- EXCERPTED TEXT -

Friday Morning Quiet

Since Egypt is a Muslim country, the weekend here is on Friday and Saturday in order to accommodate for the most important prayer of the week, on Friday at midday. As many Egyptians prepare for this prayer, or maybe cool off after staying up late Thursday night, most shops and restaurants are closed on Friday morning and the streets are almost deserted.

Cairo is known to be a chaotic city, and like anything else there are two sides to this reality. On the one hand, it makes for a lively urban atmosphere: there are always people around, it’s easy to find a taxi at any time, shops are open late, and you usually feel safe walking around at night because the streets are busy. On the other hand, traffic is pretty bad, streets are smelly and loud, sidewalks are like obstacle courses, the honking is incessant, and there’s always people, people, people, everywhere, walking, sitting around waiting for something to happen, standing, talking… It can be a little exhausting.

- DATA -
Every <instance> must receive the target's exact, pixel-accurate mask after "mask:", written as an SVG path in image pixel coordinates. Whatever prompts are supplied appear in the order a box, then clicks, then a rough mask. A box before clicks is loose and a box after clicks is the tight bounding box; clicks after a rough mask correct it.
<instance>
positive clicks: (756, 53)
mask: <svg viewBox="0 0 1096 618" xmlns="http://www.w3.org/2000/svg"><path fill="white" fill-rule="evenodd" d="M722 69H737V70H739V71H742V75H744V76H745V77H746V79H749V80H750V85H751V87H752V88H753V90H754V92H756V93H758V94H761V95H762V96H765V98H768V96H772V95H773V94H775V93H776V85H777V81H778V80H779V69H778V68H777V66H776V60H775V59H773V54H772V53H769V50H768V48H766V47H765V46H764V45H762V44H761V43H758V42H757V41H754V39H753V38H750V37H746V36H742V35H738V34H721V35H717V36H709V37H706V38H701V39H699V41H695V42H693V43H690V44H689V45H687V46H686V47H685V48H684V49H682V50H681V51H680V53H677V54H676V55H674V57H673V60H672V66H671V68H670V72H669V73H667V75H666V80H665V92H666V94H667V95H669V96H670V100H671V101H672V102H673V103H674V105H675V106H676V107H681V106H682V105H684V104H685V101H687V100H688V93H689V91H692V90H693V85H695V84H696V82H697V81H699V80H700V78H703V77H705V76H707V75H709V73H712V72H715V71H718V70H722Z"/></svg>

- THINGS TO DO -
a) According to the Friday Morning Quiet text, why is the weekend in Egypt on Friday and Saturday?
b) Repeat everything in the Friday Morning Quiet text from "Since Egypt is" down to "are almost deserted.".

- EXERCISE SOLUTIONS -
a) It accommodates the most important prayer of the week, held on Friday at midday.

b)
Since Egypt is a Muslim country, the weekend here is on Friday and Saturday in order to accommodate for the most important prayer of the week, on Friday at midday. As many Egyptians prepare for this prayer, or maybe cool off after staying up late Thursday night, most shops and restaurants are closed on Friday morning and the streets are almost deserted.